- **Quoted text**:
╭──

As DOGE relentlessly cuts federal welfare, departmental, and staff spending, its supporters have cheered it on as an effective means to reduce spending. In reality, the so-called “department” has so far done next to nothing to save the U.S. money. Federal spending in Trump’s second term is over $200 billion more than it was at this point in Biden’s presidency- on track to top even Raegan’s catastrophic dent in the national debt. DOGE’s means are not justified for the ends. The means, things like cutting education budget, welfare programs, housing investment, labor reform. And the end; money simply redirected to much worse investments, more borrowing, and citizens left devastated. The Trump administration’s goal is not to save money as it’s perpetrators say it is, but to weaken the power of the nation’s people to dissent.
This second term is laced with malice, and this paper will cover one of its biggest: the republican party’s epidemic of ignorance. Work as a public servant entails the pursuit of knowledge, intellectual thought, and selflessness. More and more often, however, representatives and senators alike are attending sessions to get, to put it simply, schooled. It’s like a four-year-old preschooler running up to their teacher and saying “grass is blue” and by the time their teacher says “no the fuck it is not, we’re holding you back,” time has already been wasted that could have been used to teach everyone else.
Take Kristi Noem for example, the Secretary of Homeland Security who incorrectly stated in a Congress session last week that Habeas Corpus was “the president’s right to remove anybody from the country,” as if we lived in fascism. Her definition is the exact opposite of what Habeas Corpus actually is-criminal justice. That precious and expensive time that Noem held the floor, with many paid congresspeople present, was spent solely on giving her a ninth grade civics lesson. Why waste time like this when it could be much better spent actually getting things done?
For many voters, qualification is becoming increasingly irrelevant. The expectation of politicians to be well-educated that was once cherished and, essentially, required to even be on the ballot has dissipated. Like Georgia’s 2022 senate race between Walker and Warnock, an incredibly close election between a football star, who more than likely has CTE, and, something just as impressive, a decorated and well-respected reverend with a degree in theology. It was an unbelievably close race between the two. Somehow Walker, who is almost completely unfamiliar with politics, nearly won. This could mean one of two things; voters care more about their party winning than actual logic, or, somehow, Walker brainwashed half of Georgia using a mind control device he built, which, if true, is so impressive maybe it does qualify for him to be a Senate candidate.
Besides the absence of qualification and lack of basic knowledge about U.S. government functions, most far-right politicians are just not even thinking for themselves. You couldn’t convince me that there is a THING going on in Marjorie Taylor Green’s mind during her town hall meeting last month.

Green, along with many other trump-backers, has faced Trump’s “Big Beautiful Bill” with an absolutely terrifying approach.

╰──

- **What to do**:
**a)** Answer these from the opinion piece:
(i) By how much does federal spending in Trump's second term exceed spending at the same point in Biden's presidency?
(ii) What office does the piece say Kristi Noem holds?
(iii) In which state and year did the senate race between Walker and Warnock take place?
**b)** Turn the paragraph of the opinion piece beginning "Take Kristi Noem for example" into a short bulleted list that keeps its main facts.
**c)** Carry on the opinion piece on DOGE and Republican politicians from the point where it stops.

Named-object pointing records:

╭──

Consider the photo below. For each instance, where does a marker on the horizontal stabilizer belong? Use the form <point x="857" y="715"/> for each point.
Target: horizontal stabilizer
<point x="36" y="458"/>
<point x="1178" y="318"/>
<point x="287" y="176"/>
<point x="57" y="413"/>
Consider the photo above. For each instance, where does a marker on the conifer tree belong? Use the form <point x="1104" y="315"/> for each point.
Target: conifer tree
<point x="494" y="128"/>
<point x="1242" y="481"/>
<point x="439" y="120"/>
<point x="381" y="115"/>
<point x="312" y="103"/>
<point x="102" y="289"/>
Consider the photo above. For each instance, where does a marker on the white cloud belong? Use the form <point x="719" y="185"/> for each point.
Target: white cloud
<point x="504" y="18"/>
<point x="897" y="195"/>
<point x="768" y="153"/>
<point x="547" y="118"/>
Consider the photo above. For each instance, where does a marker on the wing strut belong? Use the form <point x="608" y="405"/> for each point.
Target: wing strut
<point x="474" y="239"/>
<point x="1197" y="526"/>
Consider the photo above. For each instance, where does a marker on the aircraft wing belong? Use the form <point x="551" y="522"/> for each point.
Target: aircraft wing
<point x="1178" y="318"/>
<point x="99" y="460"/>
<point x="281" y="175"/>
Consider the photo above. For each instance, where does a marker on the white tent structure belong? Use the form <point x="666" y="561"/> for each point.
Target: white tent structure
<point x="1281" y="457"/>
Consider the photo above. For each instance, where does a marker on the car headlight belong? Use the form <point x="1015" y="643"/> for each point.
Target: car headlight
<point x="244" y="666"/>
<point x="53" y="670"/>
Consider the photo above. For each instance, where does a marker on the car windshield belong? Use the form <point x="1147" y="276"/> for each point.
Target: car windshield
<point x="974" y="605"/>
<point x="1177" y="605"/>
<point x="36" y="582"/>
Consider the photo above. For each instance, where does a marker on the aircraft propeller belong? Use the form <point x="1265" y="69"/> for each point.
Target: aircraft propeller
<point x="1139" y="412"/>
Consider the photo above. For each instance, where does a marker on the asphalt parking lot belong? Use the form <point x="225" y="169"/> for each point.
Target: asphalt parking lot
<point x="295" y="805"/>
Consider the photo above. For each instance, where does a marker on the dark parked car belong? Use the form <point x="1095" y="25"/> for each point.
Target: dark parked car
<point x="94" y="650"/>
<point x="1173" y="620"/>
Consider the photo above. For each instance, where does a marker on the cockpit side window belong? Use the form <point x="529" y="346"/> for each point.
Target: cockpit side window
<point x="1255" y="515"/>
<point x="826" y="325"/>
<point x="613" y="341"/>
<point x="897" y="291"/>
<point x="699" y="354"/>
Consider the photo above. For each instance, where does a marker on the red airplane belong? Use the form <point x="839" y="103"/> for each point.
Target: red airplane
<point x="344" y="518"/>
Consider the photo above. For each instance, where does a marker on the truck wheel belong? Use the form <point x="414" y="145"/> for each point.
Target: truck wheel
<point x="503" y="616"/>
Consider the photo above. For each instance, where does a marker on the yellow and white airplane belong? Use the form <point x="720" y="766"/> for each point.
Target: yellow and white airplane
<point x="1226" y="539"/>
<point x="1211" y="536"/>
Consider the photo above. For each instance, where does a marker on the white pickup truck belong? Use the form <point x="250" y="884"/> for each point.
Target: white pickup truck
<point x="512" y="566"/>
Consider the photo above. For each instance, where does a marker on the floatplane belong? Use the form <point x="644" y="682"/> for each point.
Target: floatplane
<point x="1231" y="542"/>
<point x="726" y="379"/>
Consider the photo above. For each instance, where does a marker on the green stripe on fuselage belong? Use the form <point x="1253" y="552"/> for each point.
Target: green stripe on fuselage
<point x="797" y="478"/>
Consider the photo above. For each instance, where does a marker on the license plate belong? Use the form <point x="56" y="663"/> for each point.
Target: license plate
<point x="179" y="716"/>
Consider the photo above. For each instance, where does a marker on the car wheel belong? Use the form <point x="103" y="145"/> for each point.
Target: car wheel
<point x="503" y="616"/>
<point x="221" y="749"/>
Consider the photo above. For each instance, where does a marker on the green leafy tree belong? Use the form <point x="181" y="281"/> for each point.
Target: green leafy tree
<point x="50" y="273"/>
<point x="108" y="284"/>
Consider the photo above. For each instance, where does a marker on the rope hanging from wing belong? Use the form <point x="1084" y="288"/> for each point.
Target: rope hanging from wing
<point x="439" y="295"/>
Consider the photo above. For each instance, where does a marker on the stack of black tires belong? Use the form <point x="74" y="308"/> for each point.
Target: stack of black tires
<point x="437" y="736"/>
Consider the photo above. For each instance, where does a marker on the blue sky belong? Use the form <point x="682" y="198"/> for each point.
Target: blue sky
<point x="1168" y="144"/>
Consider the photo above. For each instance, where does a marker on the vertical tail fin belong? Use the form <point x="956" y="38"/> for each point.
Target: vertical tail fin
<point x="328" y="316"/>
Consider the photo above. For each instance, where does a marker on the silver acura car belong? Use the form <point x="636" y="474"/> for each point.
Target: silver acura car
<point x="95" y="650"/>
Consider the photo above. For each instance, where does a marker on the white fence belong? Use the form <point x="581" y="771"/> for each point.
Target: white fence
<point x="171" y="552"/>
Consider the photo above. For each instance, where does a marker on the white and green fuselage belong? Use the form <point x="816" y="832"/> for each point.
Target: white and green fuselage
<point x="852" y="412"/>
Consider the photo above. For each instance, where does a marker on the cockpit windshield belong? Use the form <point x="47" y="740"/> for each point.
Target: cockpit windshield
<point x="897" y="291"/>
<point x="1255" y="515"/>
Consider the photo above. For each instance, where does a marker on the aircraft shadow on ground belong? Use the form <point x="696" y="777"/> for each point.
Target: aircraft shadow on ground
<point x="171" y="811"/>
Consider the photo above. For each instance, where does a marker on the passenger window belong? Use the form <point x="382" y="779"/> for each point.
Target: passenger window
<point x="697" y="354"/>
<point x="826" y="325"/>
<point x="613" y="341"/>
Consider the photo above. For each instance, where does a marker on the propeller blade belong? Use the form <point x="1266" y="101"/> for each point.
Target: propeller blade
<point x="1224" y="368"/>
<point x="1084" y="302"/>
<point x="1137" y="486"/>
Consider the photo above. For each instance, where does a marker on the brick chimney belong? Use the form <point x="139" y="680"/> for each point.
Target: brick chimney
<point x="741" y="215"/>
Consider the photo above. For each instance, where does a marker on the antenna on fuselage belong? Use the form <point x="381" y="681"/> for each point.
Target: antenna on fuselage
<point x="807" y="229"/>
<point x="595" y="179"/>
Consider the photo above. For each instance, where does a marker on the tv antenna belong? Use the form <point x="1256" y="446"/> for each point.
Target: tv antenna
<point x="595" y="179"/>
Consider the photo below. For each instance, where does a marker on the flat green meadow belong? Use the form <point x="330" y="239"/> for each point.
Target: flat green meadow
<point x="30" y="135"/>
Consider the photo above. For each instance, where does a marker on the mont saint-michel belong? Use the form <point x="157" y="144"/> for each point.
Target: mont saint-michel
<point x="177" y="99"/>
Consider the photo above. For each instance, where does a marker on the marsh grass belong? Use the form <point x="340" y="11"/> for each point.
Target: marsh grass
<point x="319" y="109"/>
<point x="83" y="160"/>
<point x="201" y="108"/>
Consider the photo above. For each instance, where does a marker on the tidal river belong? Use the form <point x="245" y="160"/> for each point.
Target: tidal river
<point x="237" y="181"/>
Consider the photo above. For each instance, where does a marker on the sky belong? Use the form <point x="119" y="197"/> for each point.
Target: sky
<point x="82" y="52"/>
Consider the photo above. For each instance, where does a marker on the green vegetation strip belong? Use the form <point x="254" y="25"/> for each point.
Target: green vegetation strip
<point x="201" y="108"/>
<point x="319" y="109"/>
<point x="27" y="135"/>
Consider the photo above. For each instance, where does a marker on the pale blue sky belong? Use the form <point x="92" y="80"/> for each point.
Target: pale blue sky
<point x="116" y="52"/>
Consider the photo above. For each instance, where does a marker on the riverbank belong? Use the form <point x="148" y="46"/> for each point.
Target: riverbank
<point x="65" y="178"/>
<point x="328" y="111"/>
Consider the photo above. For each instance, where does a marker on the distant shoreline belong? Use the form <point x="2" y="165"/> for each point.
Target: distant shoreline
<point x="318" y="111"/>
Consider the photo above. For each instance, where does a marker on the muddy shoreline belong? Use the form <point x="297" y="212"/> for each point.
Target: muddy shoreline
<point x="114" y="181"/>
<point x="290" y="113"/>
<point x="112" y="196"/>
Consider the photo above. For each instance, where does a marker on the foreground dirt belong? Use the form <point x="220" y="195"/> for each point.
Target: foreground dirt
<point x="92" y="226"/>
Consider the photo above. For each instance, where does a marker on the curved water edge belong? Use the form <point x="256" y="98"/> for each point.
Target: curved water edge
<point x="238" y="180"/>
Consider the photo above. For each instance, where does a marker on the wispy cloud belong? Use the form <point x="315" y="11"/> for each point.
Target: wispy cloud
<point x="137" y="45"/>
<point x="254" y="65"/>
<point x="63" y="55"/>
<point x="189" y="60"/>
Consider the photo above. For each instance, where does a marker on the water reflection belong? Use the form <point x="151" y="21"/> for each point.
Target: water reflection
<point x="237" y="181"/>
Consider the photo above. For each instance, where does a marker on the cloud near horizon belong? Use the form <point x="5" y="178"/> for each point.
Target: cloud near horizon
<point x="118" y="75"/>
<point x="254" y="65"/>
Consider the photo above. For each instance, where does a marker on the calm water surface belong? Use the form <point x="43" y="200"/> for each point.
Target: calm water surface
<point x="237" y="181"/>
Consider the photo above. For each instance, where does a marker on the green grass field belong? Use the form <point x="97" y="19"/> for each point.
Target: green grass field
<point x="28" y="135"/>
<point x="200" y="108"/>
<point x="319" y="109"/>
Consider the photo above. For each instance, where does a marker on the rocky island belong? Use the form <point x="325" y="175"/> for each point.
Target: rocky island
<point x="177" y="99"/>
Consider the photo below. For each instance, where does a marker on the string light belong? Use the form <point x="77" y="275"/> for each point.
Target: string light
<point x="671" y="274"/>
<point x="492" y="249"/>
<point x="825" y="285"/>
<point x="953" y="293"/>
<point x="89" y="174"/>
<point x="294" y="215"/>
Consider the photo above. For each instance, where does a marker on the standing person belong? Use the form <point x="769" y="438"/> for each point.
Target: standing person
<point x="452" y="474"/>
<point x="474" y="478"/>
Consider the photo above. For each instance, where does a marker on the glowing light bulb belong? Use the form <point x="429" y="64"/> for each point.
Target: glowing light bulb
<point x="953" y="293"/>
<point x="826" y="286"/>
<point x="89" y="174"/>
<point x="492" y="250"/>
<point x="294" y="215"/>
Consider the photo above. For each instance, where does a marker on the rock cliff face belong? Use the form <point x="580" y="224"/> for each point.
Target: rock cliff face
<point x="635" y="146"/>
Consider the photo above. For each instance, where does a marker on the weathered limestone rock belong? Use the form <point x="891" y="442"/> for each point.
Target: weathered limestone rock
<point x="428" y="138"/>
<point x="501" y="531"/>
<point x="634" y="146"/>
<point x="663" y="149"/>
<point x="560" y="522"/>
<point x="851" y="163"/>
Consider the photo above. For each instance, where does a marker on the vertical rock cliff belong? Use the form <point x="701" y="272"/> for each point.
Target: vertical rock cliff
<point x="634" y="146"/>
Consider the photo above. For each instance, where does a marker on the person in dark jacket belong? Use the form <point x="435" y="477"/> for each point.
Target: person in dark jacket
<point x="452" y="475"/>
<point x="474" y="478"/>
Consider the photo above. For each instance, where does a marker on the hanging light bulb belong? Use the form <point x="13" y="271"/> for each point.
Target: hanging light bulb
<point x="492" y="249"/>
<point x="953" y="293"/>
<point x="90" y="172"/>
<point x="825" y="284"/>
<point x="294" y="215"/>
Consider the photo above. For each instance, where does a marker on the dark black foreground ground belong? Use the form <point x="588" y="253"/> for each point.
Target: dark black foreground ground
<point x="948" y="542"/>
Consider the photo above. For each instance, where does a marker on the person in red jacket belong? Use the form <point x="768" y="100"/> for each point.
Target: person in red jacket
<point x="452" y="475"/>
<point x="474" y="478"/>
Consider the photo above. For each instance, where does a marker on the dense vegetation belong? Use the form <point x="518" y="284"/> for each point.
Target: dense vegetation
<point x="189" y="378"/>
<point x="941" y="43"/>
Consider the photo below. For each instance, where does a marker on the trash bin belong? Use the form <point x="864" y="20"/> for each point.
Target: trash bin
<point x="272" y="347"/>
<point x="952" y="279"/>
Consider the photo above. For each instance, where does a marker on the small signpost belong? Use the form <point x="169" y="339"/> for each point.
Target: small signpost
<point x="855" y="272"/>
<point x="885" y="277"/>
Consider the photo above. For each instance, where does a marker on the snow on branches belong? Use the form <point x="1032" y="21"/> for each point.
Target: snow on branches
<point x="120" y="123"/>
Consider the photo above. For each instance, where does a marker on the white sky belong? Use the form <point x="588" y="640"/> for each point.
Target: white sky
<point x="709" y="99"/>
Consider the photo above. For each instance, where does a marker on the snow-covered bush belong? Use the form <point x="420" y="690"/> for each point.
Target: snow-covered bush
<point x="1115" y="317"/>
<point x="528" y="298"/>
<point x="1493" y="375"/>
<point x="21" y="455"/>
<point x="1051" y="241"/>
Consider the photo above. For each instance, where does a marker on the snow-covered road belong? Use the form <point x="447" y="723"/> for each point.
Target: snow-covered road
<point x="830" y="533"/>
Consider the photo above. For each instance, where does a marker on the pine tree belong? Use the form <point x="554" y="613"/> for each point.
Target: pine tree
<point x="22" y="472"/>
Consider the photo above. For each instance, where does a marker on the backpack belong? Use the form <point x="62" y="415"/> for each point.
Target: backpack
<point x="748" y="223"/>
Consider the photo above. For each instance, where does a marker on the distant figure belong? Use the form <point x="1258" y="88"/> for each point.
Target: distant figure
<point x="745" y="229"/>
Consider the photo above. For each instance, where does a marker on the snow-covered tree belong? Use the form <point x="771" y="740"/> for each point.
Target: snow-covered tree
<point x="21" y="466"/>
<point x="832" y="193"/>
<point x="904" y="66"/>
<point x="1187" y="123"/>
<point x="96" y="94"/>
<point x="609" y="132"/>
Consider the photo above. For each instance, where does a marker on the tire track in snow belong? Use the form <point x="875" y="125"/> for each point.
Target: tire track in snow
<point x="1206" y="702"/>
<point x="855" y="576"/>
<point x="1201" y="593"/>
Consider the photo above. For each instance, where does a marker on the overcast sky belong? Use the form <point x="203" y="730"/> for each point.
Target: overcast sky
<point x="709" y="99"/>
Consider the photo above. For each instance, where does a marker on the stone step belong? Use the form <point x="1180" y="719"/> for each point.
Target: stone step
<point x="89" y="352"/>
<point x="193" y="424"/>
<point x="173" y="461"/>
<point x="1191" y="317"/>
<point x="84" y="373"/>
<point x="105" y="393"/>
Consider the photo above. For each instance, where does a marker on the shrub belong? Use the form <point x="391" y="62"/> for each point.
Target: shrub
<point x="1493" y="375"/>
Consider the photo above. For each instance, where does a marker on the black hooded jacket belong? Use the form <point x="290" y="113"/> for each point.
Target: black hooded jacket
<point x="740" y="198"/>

╰──

- **Task answers**:
**a)**
(i) Over $200 billion.
(ii) Secretary of Homeland Security.
(iii) Georgia, 2022.

**b)**
- Kristi Noem, Secretary of Homeland Security, told a Congress session last week that Habeas Corpus was "the president's right to remove anybody from the country."
- The piece calls this the exact opposite of what Habeas Corpus actually is: criminal justice.
- The time Noem held the floor, with many paid congresspeople present, went solely to giving her a ninth grade civics lesson.
- The piece asks why time is wasted like this instead of being spent getting things done.

**c)**
When considering a bill, a legislator should know and ponder three things: what the bills is about, it’s details, and the logistics. Regardless of party, affiliation, background, religion, or any other biasing factors, representatives of the people should always, always, read the bill being proposed. You could read a bill about allocating thirty million dollars to squirrels jet-skiing at the Mall of America and if you approve of it? That’s great! As long as we know you know about it. If you approved of it just by looking at the title “Jetskis for Squirrels Act?” Even better! I would too! If you voted yay without knowing shit about what is was or is? That would high-key be a disappointment.
To everyones surprise, she absolutely did not do either of those things. On June 3rd, she wrote “full transparency, I did not know about this section on pages 278-279 of the OBBB that strips states of the right to make laws or regulate AI for 10 years.” In other words, she didn’t read shit. First, how does one just casually mention this? That’s like barreling past a stop sign, ramming into a family of five with your pickup truck, and then saying “full transparency, I didn’t realize there was a massive red fucking stop sign there. Nor did I recognize I was going sixty miles an hour in a neighborhood. My b.”
Green has her experience of being a conspiracy theorist under her belt and this is the one thing she chooses not to devote time and energy into reading. With her three passed bills this year having been to rename a post office, rename another post office, and unwind energy conservation method in water heaters, it’s more than likely she just wanted something to feel contributive to.
Green wasn’t the only one to blindly approve of this bill, however. Many other far-right politicians simply skimmed through it, and, surprisingly, it’s not even entirely their fault. The “Big Beautiful Bill” is still in the Senate, having passed the House. This act is over one-thousand pages long, covering an incredibly wide variety of topics mostly unseen by Republican representatives.
In his recent town hall, Nebraska Senator Mike Flood was pressed about page 562 of the bill, titled “Restriction on Enforcement.” As if that didn’t sound sketchy enough, in it is a severe weakening of the judicial branch. Essentially, if passed, Federal Courts significantly limits the tools available to them to force compliance of those convicted. Court orders lose their threat to violators, opening the door to further undermining of the law from white house administration. Flood, who wasn’t aware of any of that, ultimately apologized and said “when I found out that provision was in the bill, I immediately reached out to my Senate counterparts and told them of my concern.β

Our leaders need to be knowledgeable, informed, and careful. Green and Flood learned a lesson that day that serves as an unbelievably damaging embarassment to themselves; do your job.
Without competent and careful representatives and senators, who’s going to hold the executive branch accountable? Trump is aware of his followers negligience, their blind support. Obviously, he is going to take advantage of that. The name “Restriction on Enforcement” itself is a red flag the size of the national debt. A piece written almost exclusively for Trump to dismiss him of his crimes.
To support does not mean to blindly follow. Healthy checks and balances require the critical attitude of all governmental branches and individuals within them, harshly shaping out one another to make them better. With the ignorant support of representatives and senators who, to put it bluntly, do not have a single original or constructive thought, Trump wins. The executive branch propels itself into full control, and nobody wins.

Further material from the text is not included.